### TASK DESCRIPTION
Please reproduce all the records exactly while leaving out their pictures.

[Data excerpts]
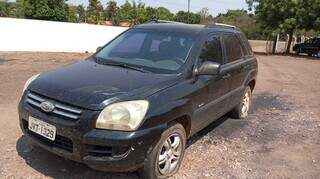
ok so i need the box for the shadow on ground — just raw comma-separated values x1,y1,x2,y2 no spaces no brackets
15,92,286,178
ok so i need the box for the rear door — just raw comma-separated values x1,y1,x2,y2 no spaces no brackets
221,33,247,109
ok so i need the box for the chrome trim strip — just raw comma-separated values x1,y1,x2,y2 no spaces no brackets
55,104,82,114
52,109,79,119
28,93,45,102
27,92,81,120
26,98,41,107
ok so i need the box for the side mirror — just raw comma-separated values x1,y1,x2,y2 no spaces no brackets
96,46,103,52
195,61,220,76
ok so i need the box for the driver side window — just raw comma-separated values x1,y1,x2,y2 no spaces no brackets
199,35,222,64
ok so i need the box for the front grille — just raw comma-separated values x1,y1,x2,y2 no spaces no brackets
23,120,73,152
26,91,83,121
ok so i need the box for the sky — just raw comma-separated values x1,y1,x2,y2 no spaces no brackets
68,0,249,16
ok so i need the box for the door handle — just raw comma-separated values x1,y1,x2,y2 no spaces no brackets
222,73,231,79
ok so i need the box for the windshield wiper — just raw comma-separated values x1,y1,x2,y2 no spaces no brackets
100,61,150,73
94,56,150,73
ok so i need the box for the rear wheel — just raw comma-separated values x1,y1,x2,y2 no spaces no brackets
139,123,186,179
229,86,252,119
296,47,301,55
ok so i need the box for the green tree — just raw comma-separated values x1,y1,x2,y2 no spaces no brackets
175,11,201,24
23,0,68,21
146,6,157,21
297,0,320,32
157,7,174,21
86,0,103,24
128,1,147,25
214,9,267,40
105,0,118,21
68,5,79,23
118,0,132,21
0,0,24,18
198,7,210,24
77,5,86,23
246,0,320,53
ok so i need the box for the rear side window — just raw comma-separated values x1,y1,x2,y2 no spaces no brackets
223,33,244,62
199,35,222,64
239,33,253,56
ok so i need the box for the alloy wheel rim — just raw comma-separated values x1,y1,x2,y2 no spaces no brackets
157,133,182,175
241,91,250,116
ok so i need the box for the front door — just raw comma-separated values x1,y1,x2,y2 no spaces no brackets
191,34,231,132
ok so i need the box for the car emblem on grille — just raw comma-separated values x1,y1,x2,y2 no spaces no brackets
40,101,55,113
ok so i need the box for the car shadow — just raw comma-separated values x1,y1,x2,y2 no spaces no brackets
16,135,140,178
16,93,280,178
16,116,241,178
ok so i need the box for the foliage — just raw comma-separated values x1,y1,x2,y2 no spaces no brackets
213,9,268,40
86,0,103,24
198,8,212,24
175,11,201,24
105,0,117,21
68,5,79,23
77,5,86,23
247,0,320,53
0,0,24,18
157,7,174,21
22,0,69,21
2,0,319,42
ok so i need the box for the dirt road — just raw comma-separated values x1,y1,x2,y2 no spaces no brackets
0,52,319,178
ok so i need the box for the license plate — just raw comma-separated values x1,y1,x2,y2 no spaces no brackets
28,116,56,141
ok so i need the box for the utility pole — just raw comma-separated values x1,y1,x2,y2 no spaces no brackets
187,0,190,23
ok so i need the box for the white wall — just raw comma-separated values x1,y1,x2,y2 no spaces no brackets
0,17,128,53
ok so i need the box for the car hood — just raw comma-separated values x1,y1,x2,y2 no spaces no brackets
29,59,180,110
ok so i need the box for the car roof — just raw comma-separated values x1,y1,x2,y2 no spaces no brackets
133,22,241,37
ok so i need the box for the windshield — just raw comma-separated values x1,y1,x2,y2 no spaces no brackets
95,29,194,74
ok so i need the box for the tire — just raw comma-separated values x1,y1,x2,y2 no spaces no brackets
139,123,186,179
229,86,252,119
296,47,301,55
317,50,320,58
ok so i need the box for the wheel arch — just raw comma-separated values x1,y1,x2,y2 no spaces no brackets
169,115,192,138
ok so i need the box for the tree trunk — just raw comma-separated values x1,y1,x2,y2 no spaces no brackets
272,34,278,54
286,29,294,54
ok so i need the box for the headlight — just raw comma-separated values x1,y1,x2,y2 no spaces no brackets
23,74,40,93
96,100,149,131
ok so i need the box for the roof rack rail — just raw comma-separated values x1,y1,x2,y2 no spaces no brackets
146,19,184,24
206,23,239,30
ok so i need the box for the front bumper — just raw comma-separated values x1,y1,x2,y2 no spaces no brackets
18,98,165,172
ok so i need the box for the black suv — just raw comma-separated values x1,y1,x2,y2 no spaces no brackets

### FINISHED TASK
ok so i need the box for the shadow on ground — just raw comma-separated values x1,y1,x2,y2 no spaces no brackets
15,92,286,178
ok so i need the box for the rear door — just raw comma-separated values x1,y1,x2,y2 no spaces no brackets
221,33,247,109
ok so i need the box for the chrome trim strip — just raw comma-separated values x1,y1,x2,y2 no spaces no brackets
55,104,82,114
52,109,79,119
28,93,45,102
27,92,81,120
26,98,41,107
ok so i need the box for the side mirror — just raw comma-separated values x1,y1,x2,y2 no spaces no brackets
96,46,103,52
195,61,220,76
ok so i need the box for the driver side window — just raw comma-separated values x1,y1,x2,y2 no spaces no brackets
199,35,222,64
ok so i need the box for the front grille — just raw comma-separated values x1,y1,x2,y2 no spaces no brackets
23,120,73,152
26,91,83,121
ok so i need the box for the sky — just raw comma-separated values x1,y1,x2,y2 no spaces no brackets
68,0,249,16
ok so i need the box for the door handle — just raw comma-separated values x1,y1,x2,y2 no spaces no brackets
222,73,231,79
ok so i need the box for the windshield wiper — just raw comma-separated values x1,y1,x2,y2 no spaces no brackets
100,61,150,73
94,56,150,73
ok so i need the box for the rear wheel — just raw comma-separated values x1,y1,x2,y2 no spaces no brackets
139,123,186,179
229,86,252,119
296,47,301,55
ok so i need the box for the green tree — just raw comma-separated values x1,y1,x2,y2 no spaces no brackets
175,11,201,24
23,0,68,21
146,6,157,21
297,0,320,32
157,7,174,21
86,0,103,24
128,1,147,25
214,9,267,40
105,0,118,21
68,5,79,23
118,0,132,21
0,0,24,18
198,7,210,24
77,5,86,23
246,0,320,53
ok so i need the box for the rear side window — just raw comma-separated values x1,y1,x2,y2 no spaces no brackets
223,33,244,62
199,35,222,64
239,33,253,56
ok so i need the box for the alloy wheel rim — just raw comma-separated values x1,y1,x2,y2 no spaces no brackets
157,133,182,175
241,91,250,116
ok so i need the box for the front door — just raw comma-separated values x1,y1,x2,y2 no spaces no brackets
191,34,231,132
ok so i need the box for the car emblem on grille — just raw comma-separated values x1,y1,x2,y2 no spaces no brackets
40,101,55,113
ok so i need the box for the car shadow — just raw comma-separated values x1,y1,x2,y2 no spaces no brackets
16,135,140,178
16,93,280,178
16,116,241,178
ok so i need the box for the foliage — just raw comma-separated values x1,y1,x2,y2 no spaces no brackets
213,9,268,40
86,0,103,24
198,8,212,24
175,11,201,24
105,0,117,21
68,5,79,23
77,5,86,23
247,0,320,53
0,0,24,18
157,7,174,21
22,0,69,21
2,0,319,42
ok so i need the box for the dirt road — just raw comma-separated values x1,y1,x2,y2 no spaces no brackets
0,52,319,178
ok so i need the box for the license plate — just raw comma-separated values x1,y1,x2,y2 no spaces no brackets
28,116,56,141
ok so i need the box for the utility pole — just raw comma-separated values x1,y1,x2,y2 no spaces no brackets
187,0,190,23
ok so i need the box for the white wall — just raw comma-separated values x1,y1,x2,y2 no spaces no brackets
0,17,128,53
ok so i need the box for the car hood — just raw comma-separated values x1,y1,x2,y2 no spaces no brackets
29,59,180,110
ok so i need the box for the car roof — just raw comma-separated values x1,y1,x2,y2 no spaces no brackets
133,22,241,37
ok so i need the box for the windshield — just raw comma-separated values x1,y1,x2,y2 no spaces no brackets
95,29,194,74
ok so i need the box for the tire — just raw comma-separated values x1,y1,x2,y2 no spaces no brackets
139,123,186,179
229,86,252,119
296,47,301,55
317,50,320,58
ok so i need the box for the wheel arch — just raw comma-separated values x1,y1,x2,y2 no spaces no brackets
169,115,192,138
ok so i need the box for the tree trunk — just raw comma-separated values x1,y1,x2,y2 no spaces no brackets
272,34,278,54
286,29,294,54
ok so i need the box for the headlight — just raw comma-separated values x1,y1,x2,y2 no spaces no brackets
23,74,40,93
96,100,149,131
ok so i need the box for the roof rack rail — just raw comma-separated values x1,y1,x2,y2 no spaces no brackets
146,19,184,24
206,23,239,30
ok so i need the box for the front bumper — just raw comma-separated values x1,y1,x2,y2 no spaces no brackets
18,98,165,172
ok so i need the box for the black suv — just raw comma-separated values x1,y1,x2,y2 no spaces no brackets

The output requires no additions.